**** Article

Whether you’re a stalwart national team supporter, a hockey history pundit, or an NHL draft aficionado, there are plenty of intriguing scenarios to kick around in this year’s 10-team showcase of the best U20 players on the planet.

Let’s take a look at 10 burning questions about the 2025 World Juniors.

1) Can the U.S. make history by repeating?

This is a golden age for USA Hockey. Nearly 30 percent of active NHLers are American, and the U.S. is considered a legitimate gold-medal favourite for the 2026 Olympics. And the Americans come to Ottawa as defending World Junior champs, having trounced host Sweden 6-2 in the 2024 final.

However, here’s a curious fact: not only has the U.S. never won back-to-back WJC titles, but it has also never even played in consecutive gold medal games. That said, University of Denver coach David Carle, who returns behind the U.S. bench, is getting back nearly half of his stacked 2024 roster, and they will strive to end this troubling pattern.

********

Problems to solve
A: List the three kinds of hockey followers that the article on the 2025 World Juniors names in its opening sentence.
B: Carry on the article about the 2025 World Juniors, starting after its final sentence about the U.S. team.
The rows that follow are separate material and have no connection to the article on the 2025 World Juniors.

**** Extracted records

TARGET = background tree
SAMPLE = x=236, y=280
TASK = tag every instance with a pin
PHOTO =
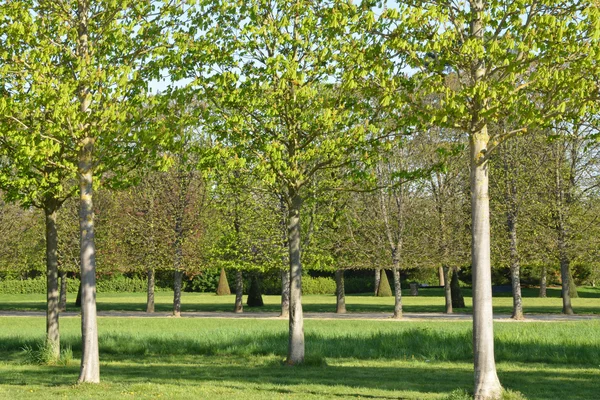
x=503, y=56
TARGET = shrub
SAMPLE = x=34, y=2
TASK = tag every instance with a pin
x=320, y=285
x=385, y=290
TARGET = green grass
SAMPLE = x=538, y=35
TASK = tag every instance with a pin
x=225, y=358
x=429, y=300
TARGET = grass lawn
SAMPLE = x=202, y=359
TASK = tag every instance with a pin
x=429, y=300
x=224, y=358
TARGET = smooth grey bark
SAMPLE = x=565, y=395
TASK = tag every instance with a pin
x=177, y=278
x=397, y=291
x=512, y=213
x=179, y=232
x=377, y=279
x=395, y=242
x=285, y=293
x=78, y=297
x=515, y=267
x=458, y=301
x=565, y=274
x=487, y=384
x=62, y=303
x=543, y=278
x=239, y=292
x=296, y=320
x=150, y=291
x=340, y=293
x=447, y=290
x=90, y=359
x=52, y=294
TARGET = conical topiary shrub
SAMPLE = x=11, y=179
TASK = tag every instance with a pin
x=255, y=292
x=223, y=288
x=385, y=290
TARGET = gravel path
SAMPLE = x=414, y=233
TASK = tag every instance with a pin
x=309, y=315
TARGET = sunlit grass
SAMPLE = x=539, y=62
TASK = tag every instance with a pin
x=224, y=358
x=429, y=300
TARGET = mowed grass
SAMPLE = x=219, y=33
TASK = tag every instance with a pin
x=429, y=300
x=226, y=358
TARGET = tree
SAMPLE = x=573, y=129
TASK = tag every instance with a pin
x=505, y=58
x=266, y=81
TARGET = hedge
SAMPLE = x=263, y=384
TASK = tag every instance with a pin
x=112, y=285
x=271, y=285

********

In response
A: A stalwart national team supporter, a hockey history pundit, and an NHL draft aficionado.

B:
2) Could McKenna emulate McDavid and Bedard?

If, as anticipated, Gavin McKenna cracks the Canadian roster, the likely #1 overall pick in the 2026 NHL Draft will face special scrutiny. When Canada debuts against Finland on Boxing Day, McKenna will just have turned 17. At that age, Connor McDavid racked up 11 points in Montreal and Toronto and earned a World Junior all-star team berth (2015). Connor Bedard set multiple Canadian World Junior records in Halifax with his 23-point run and was named MVP (2015). Both Connors also got gold medals.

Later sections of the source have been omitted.